TASK STATEMENT ::
Quote all of the entries word for word.

SUPPLIED MATERIAL ::
----
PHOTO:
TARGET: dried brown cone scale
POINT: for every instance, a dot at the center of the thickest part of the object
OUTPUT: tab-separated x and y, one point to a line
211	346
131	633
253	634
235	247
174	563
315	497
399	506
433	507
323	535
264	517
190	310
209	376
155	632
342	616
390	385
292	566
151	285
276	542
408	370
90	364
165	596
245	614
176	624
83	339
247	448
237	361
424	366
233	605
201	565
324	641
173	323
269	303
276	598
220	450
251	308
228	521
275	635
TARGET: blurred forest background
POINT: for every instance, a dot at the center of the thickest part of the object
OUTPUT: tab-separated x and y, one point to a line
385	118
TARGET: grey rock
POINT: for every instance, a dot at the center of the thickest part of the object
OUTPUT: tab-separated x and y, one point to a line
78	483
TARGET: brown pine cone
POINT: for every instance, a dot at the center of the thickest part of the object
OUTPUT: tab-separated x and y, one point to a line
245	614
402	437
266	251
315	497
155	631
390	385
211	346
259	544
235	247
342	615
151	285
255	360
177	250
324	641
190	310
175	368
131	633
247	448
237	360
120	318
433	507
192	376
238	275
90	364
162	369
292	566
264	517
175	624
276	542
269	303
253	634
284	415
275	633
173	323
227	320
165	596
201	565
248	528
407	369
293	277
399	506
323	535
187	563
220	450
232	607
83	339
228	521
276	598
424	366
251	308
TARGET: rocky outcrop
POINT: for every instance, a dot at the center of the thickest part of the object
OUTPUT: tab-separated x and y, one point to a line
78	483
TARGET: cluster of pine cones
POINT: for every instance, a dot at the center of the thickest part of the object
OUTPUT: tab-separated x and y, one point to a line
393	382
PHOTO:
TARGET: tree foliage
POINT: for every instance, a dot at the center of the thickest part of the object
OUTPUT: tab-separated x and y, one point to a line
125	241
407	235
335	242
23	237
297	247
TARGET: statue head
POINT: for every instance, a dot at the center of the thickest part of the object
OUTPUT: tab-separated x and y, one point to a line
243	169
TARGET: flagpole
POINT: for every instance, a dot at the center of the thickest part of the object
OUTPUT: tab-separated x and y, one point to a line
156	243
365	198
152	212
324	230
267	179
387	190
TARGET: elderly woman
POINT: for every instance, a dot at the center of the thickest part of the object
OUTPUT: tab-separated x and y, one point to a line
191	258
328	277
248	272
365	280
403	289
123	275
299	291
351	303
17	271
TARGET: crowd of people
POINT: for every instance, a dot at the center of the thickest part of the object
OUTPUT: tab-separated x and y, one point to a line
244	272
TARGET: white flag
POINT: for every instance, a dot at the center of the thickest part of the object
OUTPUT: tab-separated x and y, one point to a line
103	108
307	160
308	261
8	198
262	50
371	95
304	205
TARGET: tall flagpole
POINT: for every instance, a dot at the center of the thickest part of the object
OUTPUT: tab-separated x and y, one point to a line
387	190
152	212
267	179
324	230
----
RESPONSE TO THIS EXERCISE ::
PHOTO:
TARGET: dried brown cone scale
POINT: for every instance, a dot at the center of the thickest part of the object
OUTPUT: tab-separated x and y, one point to a line
211	346
131	633
253	634
235	247
174	563
315	497
399	506
433	507
323	535
264	517
190	310
209	376
155	632
342	616
390	385
292	566
151	285
276	542
408	370
90	364
165	596
245	614
176	624
83	339
247	448
237	361
424	366
233	605
201	565
324	641
173	323
269	303
276	598
220	450
251	308
228	521
275	635
TARGET: blurred forest background
POINT: for every instance, a dot at the center of the thickest part of the object
OUTPUT: tab-separated x and y, one point to a line
385	118
TARGET: grey rock
POINT: for every instance, a dot at the center of the thickest part of the object
OUTPUT: tab-separated x and y, one point to a line
78	483
TARGET: brown pine cone
POINT: for every instance, a dot at the center of the thickest part of the object
OUTPUT: tab-separated x and y, one point to a line
245	614
402	437
266	251
315	497
155	631
390	385
211	346
259	544
235	247
342	615
151	285
255	360
177	250
324	641
190	310
175	368
131	633
247	448
237	360
120	318
433	507
192	376
238	275
90	364
162	369
292	566
264	517
175	624
276	542
269	303
253	634
284	415
275	633
173	323
227	320
165	596
201	565
248	528
407	369
293	277
399	506
323	535
187	563
220	450
232	607
83	339
228	521
276	598
424	366
251	308
TARGET: rocky outcrop
POINT: for every instance, a dot at the center of the thickest part of the object
OUTPUT: tab-separated x and y, one point to a line
78	483
TARGET: cluster of pine cones
POINT: for every instance, a dot at the center of the thickest part of the object
OUTPUT: tab-separated x and y, one point to a line
393	382
PHOTO:
TARGET: tree foliage
POINT: for every instance, a dot at the center of the thickest part of the object
OUTPUT: tab-separated x and y, one point to a line
125	241
407	235
335	242
23	237
297	247
TARGET: statue head
POINT: for every instance, a dot at the center of the thickest part of the object
OUTPUT: tab-separated x and y, one point to a line
243	169
TARGET: flagpole
POINT: for every instance, a dot at the center of the thickest part of the object
OUTPUT: tab-separated x and y, one point to a line
156	243
365	198
152	212
324	230
267	179
387	190
TARGET: elderly woman
POINT: for every instance, a dot at the center of the thickest part of the object
OUTPUT: tab-separated x and y, one point to a line
191	258
328	277
248	272
365	280
403	289
123	275
299	291
351	303
17	271
TARGET: crowd of people
POINT: for every instance, a dot at the center of the thickest part of the object
OUTPUT: tab-separated x and y, one point to a line
244	272
TARGET: white flag
POINT: for every instance, a dot at the center of the thickest part of the object
OUTPUT: tab-separated x and y, one point to a line
103	108
307	160
308	261
8	198
262	50
371	95
304	205
TARGET: tall flagpole
POINT: for every instance, a dot at the center of the thickest part of the object
OUTPUT: tab-separated x and y, one point to a line
387	190
152	212
267	179
324	230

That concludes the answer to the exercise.